# Task description:
Rewrite the records as a numbered list, from their start through the line with "Draw the outline of every instance of the puppy's", skipping blank lines. Omit the pictures.

— Start of Records for the exercise —

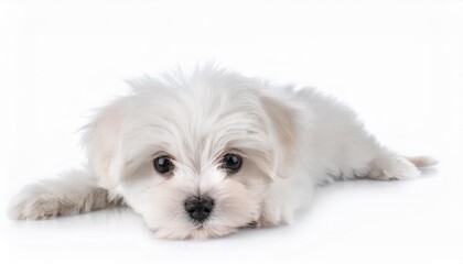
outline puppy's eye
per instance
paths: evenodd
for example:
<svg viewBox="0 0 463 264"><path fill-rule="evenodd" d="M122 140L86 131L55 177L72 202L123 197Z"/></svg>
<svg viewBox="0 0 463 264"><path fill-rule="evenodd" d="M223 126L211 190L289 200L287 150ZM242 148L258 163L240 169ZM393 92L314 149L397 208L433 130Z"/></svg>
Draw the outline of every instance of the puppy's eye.
<svg viewBox="0 0 463 264"><path fill-rule="evenodd" d="M160 156L153 161L154 169L160 174L169 173L173 169L172 157L170 156Z"/></svg>
<svg viewBox="0 0 463 264"><path fill-rule="evenodd" d="M239 155L236 154L225 154L223 160L223 167L233 174L238 172L241 167L243 160Z"/></svg>

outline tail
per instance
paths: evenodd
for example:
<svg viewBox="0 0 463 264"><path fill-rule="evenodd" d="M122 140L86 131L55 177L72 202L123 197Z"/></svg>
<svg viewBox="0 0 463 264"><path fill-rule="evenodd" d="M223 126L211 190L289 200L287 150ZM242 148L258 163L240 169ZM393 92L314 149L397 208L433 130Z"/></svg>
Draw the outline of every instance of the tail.
<svg viewBox="0 0 463 264"><path fill-rule="evenodd" d="M39 220L88 212L120 202L120 198L98 187L88 172L75 169L57 179L26 186L11 200L9 217Z"/></svg>
<svg viewBox="0 0 463 264"><path fill-rule="evenodd" d="M418 168L431 167L439 163L438 160L431 156L408 156L406 158Z"/></svg>

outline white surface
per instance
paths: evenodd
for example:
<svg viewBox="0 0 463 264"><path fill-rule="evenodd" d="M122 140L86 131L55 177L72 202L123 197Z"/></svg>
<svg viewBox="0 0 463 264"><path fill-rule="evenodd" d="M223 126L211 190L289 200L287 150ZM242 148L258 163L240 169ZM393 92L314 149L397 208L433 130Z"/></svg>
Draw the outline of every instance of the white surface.
<svg viewBox="0 0 463 264"><path fill-rule="evenodd" d="M441 163L319 188L292 226L209 241L154 239L129 210L7 218L23 185L84 161L77 130L121 79L209 59L317 86ZM0 263L463 263L462 90L461 1L2 1Z"/></svg>

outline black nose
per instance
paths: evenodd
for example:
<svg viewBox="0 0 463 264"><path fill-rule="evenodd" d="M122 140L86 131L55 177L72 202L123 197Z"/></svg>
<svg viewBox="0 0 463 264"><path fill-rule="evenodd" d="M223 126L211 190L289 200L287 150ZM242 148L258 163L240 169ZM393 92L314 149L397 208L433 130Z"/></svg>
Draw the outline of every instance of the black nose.
<svg viewBox="0 0 463 264"><path fill-rule="evenodd" d="M190 197L185 201L185 209L193 220L203 222L214 209L214 200L209 197Z"/></svg>

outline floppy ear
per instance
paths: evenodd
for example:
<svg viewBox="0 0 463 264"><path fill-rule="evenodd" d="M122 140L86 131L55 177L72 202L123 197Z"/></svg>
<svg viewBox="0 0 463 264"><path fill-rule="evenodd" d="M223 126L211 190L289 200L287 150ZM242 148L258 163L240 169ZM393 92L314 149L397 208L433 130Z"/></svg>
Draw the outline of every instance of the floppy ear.
<svg viewBox="0 0 463 264"><path fill-rule="evenodd" d="M277 142L274 150L276 174L288 177L288 168L291 167L295 157L295 143L299 125L297 110L288 102L265 95L261 103L270 120L270 133Z"/></svg>
<svg viewBox="0 0 463 264"><path fill-rule="evenodd" d="M122 152L122 122L126 103L118 100L103 108L86 128L84 145L88 164L103 188L115 188L122 177L125 156Z"/></svg>

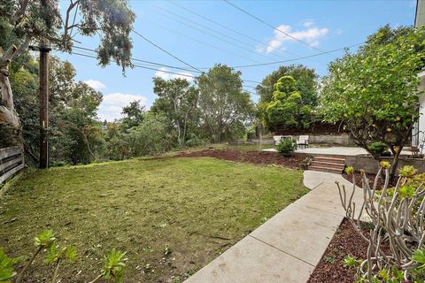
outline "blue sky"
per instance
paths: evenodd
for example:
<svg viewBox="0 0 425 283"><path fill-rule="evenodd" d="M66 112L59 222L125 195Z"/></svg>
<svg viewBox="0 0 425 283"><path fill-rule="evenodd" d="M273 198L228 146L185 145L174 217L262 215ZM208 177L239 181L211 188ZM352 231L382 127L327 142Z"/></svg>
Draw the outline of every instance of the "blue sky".
<svg viewBox="0 0 425 283"><path fill-rule="evenodd" d="M279 29L306 42L310 47L276 32L220 0L178 1L177 4L168 1L135 0L130 1L129 4L136 14L135 30L197 68L211 67L218 63L239 66L292 59L320 53L321 50L351 46L364 42L367 35L387 23L391 27L413 25L415 11L415 1L410 0L232 3L274 27L279 27ZM61 1L60 5L64 10L68 1ZM133 57L189 68L135 34L132 33L131 36ZM97 37L77 39L81 43L76 45L89 49L96 49L98 43ZM89 54L77 50L74 51ZM314 68L322 76L327 73L328 64L343 54L344 51L337 51L282 65L303 64ZM57 51L53 55L70 61L76 69L78 80L88 82L104 94L98 116L101 119L110 121L120 118L121 108L135 99L140 99L147 107L152 103L155 100L152 77L170 79L179 76L134 68L128 70L124 77L120 67L115 65L102 68L95 59ZM261 81L278 66L279 64L276 64L238 70L242 72L243 80ZM164 70L197 75L196 72L172 68ZM246 81L244 85L247 90L254 91L251 87L255 87L256 83ZM257 101L257 96L252 95L252 99Z"/></svg>

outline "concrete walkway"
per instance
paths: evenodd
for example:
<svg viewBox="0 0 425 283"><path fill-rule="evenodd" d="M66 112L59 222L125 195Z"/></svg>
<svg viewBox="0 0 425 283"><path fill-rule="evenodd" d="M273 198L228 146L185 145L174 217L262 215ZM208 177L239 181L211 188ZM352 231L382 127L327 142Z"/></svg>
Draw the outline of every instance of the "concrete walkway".
<svg viewBox="0 0 425 283"><path fill-rule="evenodd" d="M305 171L304 177L310 193L185 282L306 282L344 216L335 181L350 188L352 185L341 175L328 172ZM362 202L360 190L354 199L357 203Z"/></svg>

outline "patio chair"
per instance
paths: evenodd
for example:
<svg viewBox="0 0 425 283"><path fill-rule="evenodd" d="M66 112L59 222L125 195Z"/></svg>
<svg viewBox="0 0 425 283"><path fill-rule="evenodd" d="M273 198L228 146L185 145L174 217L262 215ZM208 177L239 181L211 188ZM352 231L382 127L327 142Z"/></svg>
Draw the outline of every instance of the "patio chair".
<svg viewBox="0 0 425 283"><path fill-rule="evenodd" d="M283 135L274 135L273 136L273 142L274 142L274 145L278 145L279 142L281 142L282 137Z"/></svg>
<svg viewBox="0 0 425 283"><path fill-rule="evenodd" d="M308 135L300 135L297 141L297 147L308 148Z"/></svg>

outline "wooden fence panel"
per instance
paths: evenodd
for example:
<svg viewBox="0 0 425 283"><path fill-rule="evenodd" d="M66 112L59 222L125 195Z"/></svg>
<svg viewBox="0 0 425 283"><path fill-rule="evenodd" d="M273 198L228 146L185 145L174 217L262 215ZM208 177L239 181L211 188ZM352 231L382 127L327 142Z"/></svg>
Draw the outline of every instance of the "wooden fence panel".
<svg viewBox="0 0 425 283"><path fill-rule="evenodd" d="M0 149L0 184L25 167L22 147Z"/></svg>

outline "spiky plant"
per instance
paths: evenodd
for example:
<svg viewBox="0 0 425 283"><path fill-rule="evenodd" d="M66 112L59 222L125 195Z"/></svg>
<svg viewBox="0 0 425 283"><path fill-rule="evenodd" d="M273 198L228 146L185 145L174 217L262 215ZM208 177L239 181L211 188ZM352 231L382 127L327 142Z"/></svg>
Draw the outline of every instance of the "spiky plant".
<svg viewBox="0 0 425 283"><path fill-rule="evenodd" d="M24 275L27 272L27 270L33 264L37 255L43 249L50 248L54 243L55 241L56 241L56 238L52 230L42 231L37 236L34 238L34 244L35 245L35 247L37 247L37 249L35 250L34 255L30 257L29 261L26 263L26 264L24 265L24 268L18 275L18 278L16 279L16 283L19 283L20 281L22 281Z"/></svg>
<svg viewBox="0 0 425 283"><path fill-rule="evenodd" d="M104 256L104 269L102 272L90 283L95 283L102 278L112 279L116 283L121 283L124 279L126 267L126 253L112 249L106 256Z"/></svg>

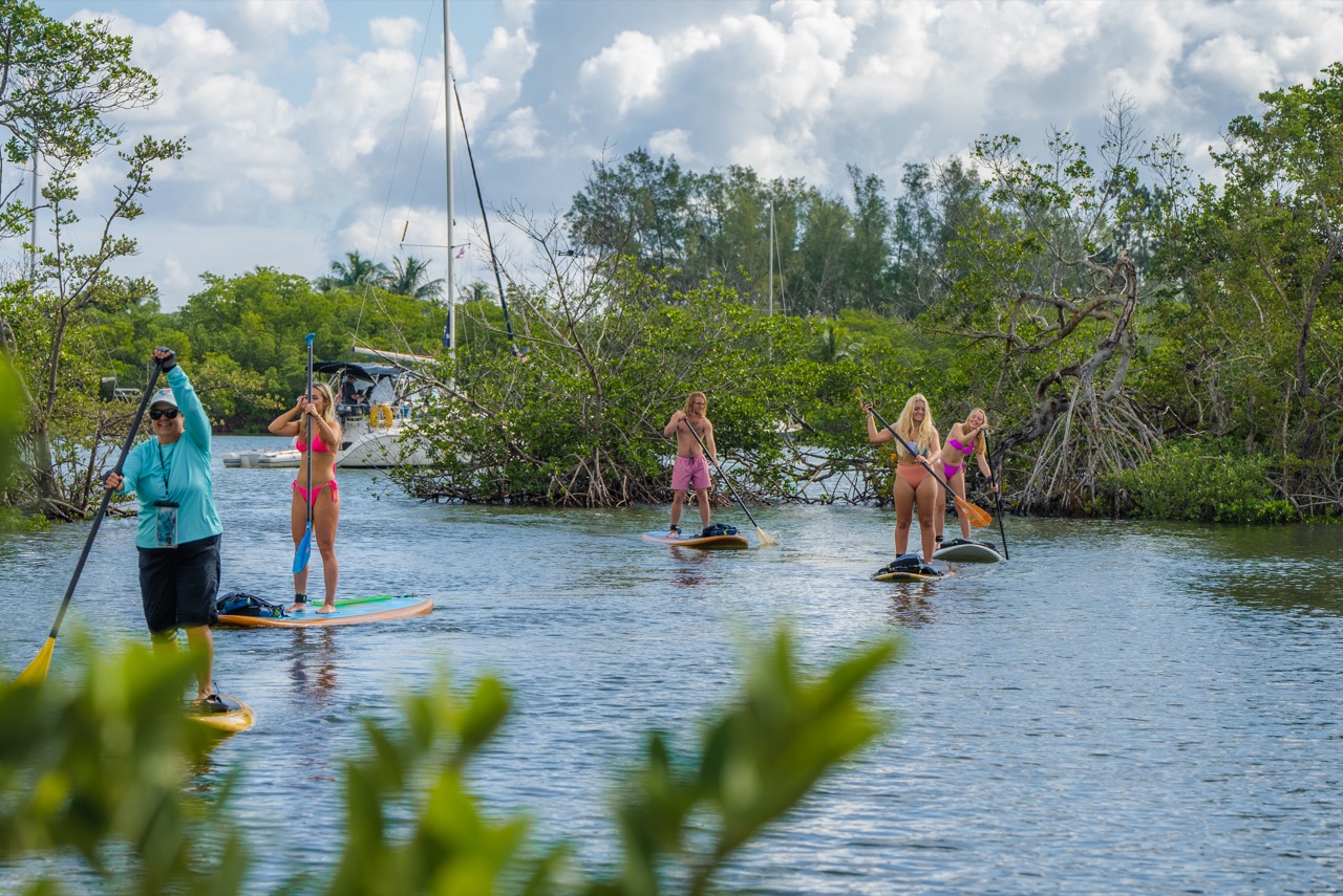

— End of Records for the exercise —

# Result for this task:
1. outline puppy's eye
2. per instance
3. paths: evenodd
4. for example:
5. <svg viewBox="0 0 463 264"><path fill-rule="evenodd" d="M122 140L86 131L55 177L72 202L123 197Z"/></svg>
6. <svg viewBox="0 0 463 264"><path fill-rule="evenodd" d="M223 126L211 190L289 200L287 150ZM242 148L258 163L240 169ZM393 92L314 149L397 208L433 130Z"/></svg>
7. Draw the outline of every instance of the puppy's eye.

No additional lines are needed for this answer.